* PAGE TEXT:
Question

A boy is running on a straight road .he runs 500m towards borth in 2.10 mins and then turns back and runs 200 m in 1 min .calculate
His average speed and magnitude of average velocity during first 2.10 mins
His average speed and magnitude of average velocity during the whole journey

Accepted Answer

Answer on Question #42634 – Physics – Mechanics | Kinematics | Dynamics

Question.

A boy is running on a straight road. He runs 500m towards north in 2.10 mins and then turns back and runs 200 m in 1 min. Calculate:

a) His average speed and magnitude of average velocity during first 2.10 mins.

b) His average speed and magnitude of average velocity during the whole journey.

* EXERCISE SET:
A – Write out the whole text about the running boy's average speed and velocity, word for word.
B – Pull out every line of the listing that contains the word "stone".

[Stored data]

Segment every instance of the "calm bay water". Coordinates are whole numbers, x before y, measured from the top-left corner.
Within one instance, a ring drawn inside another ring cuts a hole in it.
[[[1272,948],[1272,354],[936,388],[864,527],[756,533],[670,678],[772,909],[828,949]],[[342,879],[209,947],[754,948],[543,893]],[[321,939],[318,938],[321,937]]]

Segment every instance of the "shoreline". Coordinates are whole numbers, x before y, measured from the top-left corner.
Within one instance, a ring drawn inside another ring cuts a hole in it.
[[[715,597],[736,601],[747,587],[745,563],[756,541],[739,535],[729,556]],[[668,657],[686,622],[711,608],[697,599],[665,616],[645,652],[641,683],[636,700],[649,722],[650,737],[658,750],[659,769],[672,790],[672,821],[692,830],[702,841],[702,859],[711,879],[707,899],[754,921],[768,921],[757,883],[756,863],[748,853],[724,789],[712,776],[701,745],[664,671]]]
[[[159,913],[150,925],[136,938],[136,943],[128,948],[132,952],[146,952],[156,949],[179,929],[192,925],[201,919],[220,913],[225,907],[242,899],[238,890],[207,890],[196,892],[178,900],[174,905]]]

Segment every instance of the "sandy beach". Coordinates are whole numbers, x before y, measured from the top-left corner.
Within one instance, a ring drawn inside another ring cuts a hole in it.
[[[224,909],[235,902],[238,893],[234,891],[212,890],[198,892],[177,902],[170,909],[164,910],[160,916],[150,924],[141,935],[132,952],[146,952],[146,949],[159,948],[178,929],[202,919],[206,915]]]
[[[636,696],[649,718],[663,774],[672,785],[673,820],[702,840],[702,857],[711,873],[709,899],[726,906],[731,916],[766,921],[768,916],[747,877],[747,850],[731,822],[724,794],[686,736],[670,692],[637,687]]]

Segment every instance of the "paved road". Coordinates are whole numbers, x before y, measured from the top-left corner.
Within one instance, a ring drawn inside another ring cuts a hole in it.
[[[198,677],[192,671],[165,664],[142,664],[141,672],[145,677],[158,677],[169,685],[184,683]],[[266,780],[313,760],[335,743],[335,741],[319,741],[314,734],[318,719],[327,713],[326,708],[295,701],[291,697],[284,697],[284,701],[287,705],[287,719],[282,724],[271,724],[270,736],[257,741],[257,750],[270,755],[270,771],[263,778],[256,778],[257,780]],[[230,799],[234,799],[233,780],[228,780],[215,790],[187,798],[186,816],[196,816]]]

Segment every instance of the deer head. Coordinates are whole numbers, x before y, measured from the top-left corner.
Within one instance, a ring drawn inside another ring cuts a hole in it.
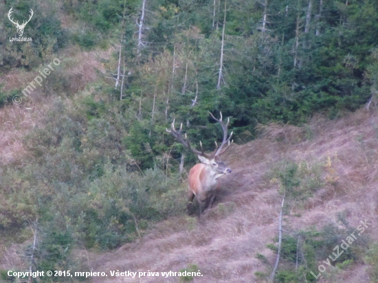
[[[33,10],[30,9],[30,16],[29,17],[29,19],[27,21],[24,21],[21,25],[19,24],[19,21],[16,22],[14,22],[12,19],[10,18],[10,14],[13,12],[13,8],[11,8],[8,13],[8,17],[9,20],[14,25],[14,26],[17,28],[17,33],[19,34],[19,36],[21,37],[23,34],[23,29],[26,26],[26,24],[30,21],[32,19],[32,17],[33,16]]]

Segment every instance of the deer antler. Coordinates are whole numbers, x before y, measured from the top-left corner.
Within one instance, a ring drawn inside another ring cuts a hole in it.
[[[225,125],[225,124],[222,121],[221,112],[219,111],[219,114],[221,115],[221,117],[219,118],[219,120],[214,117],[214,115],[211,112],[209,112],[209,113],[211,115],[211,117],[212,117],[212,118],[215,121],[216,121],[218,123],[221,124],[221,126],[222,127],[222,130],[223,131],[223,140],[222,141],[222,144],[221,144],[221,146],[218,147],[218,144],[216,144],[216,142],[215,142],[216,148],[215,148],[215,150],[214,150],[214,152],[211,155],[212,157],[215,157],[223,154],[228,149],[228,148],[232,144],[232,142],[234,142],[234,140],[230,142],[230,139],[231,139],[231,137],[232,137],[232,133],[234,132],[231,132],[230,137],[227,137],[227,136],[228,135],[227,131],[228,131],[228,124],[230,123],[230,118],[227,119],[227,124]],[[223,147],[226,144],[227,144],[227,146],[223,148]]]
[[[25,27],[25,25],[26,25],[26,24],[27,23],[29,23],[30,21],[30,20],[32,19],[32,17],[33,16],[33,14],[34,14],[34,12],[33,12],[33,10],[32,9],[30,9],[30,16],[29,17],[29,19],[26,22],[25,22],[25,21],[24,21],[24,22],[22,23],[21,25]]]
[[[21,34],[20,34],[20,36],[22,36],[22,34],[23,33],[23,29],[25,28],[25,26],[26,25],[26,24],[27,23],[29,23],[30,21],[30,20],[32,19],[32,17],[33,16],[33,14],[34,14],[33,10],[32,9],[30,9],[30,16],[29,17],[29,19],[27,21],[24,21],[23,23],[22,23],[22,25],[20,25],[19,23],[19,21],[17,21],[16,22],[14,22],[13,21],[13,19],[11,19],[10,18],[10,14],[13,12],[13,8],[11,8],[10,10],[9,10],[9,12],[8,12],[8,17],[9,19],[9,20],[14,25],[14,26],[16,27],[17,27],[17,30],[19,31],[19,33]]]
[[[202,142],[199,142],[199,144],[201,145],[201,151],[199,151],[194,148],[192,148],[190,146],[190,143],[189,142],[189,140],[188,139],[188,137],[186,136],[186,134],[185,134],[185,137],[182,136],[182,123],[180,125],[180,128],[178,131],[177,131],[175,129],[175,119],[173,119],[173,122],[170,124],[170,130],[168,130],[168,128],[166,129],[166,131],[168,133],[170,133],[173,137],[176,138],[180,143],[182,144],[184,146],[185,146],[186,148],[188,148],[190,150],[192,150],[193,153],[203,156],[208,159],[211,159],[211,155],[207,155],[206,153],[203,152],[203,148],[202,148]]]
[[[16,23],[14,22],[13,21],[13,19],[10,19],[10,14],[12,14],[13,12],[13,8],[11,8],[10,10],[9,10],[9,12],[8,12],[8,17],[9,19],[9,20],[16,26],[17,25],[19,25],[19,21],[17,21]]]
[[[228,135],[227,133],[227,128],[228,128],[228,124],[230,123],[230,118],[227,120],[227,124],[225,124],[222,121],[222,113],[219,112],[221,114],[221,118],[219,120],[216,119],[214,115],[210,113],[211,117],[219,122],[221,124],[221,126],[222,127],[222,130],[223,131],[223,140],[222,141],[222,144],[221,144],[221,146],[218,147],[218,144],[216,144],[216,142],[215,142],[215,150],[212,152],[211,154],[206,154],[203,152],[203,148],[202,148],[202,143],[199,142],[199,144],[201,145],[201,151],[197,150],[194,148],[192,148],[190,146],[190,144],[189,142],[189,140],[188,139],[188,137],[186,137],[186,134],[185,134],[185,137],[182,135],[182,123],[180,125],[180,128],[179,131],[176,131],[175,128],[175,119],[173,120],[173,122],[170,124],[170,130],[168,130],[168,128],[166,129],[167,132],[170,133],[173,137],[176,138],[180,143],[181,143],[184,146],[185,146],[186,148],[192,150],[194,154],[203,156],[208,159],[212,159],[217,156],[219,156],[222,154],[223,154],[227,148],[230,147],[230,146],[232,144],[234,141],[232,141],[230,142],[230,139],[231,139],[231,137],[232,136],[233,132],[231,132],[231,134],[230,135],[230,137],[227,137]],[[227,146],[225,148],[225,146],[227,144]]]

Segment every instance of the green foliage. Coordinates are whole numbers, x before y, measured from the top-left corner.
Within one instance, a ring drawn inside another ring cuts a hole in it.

---

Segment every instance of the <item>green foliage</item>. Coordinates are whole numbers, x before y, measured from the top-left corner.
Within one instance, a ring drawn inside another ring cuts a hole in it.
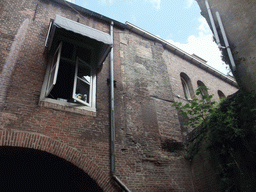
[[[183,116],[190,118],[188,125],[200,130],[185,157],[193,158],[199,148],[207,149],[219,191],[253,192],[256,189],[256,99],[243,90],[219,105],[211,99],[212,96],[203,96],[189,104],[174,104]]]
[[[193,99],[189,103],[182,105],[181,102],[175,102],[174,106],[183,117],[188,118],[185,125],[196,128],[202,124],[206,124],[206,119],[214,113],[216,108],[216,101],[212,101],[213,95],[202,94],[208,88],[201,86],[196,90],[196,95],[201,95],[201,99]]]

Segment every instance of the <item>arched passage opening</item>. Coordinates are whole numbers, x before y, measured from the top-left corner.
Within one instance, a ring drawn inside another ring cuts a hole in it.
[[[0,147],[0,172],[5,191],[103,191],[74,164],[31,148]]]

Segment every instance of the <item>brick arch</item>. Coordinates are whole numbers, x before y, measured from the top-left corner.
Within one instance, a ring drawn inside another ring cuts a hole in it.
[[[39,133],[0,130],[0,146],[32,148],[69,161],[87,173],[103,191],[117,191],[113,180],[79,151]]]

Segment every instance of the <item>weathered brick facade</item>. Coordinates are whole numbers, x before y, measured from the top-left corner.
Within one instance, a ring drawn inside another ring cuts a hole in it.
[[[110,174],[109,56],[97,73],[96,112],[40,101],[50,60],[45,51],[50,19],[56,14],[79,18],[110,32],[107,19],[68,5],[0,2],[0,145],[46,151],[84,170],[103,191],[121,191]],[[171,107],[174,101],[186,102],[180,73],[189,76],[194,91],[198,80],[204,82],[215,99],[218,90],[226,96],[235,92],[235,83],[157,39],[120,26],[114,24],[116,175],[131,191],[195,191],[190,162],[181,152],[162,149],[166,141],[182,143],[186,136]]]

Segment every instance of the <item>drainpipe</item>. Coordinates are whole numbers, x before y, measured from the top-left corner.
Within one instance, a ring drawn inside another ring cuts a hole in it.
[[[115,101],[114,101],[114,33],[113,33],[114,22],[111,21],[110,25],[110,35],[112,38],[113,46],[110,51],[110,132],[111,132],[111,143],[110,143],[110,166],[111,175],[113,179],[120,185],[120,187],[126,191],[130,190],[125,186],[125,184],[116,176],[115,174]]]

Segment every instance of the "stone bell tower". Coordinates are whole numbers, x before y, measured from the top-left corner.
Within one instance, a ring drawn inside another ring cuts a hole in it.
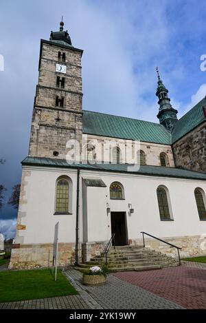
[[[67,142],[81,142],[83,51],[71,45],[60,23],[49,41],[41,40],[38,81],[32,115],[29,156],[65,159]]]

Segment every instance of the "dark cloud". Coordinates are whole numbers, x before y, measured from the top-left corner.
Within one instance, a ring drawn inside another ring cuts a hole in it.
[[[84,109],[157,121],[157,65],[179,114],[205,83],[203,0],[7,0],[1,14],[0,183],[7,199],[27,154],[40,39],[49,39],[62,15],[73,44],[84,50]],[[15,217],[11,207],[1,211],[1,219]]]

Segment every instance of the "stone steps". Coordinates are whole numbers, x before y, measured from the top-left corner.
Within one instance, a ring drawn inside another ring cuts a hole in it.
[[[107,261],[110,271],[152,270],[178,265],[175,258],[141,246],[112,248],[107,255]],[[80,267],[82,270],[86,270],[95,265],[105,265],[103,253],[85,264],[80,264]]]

* ANSWERS BY TASK:
A –
Question

A boy is running on a straight road .he runs 500m towards borth in 2.10 mins and then turns back and runs 200 m in 1 min .calculate
His average speed and magnitude of average velocity during first 2.10 mins
His average speed and magnitude of average velocity during the whole journey

Accepted Answer

Answer on Question #42634 – Physics – Mechanics | Kinematics | Dynamics

Question.

A boy is running on a straight road. He runs 500m towards north in 2.10 mins and then turns back and runs 200 m in 1 min. Calculate:

a) His average speed and magnitude of average velocity during first 2.10 mins.

b) His average speed and magnitude of average velocity during the whole journey.

B –
Segment every instance of the "stone bell tower". Coordinates are whole numbers, x before y, measured from the top-left corner.
Segment every instance of the "stone steps". Coordinates are whole numbers, x before y, measured from the top-left corner.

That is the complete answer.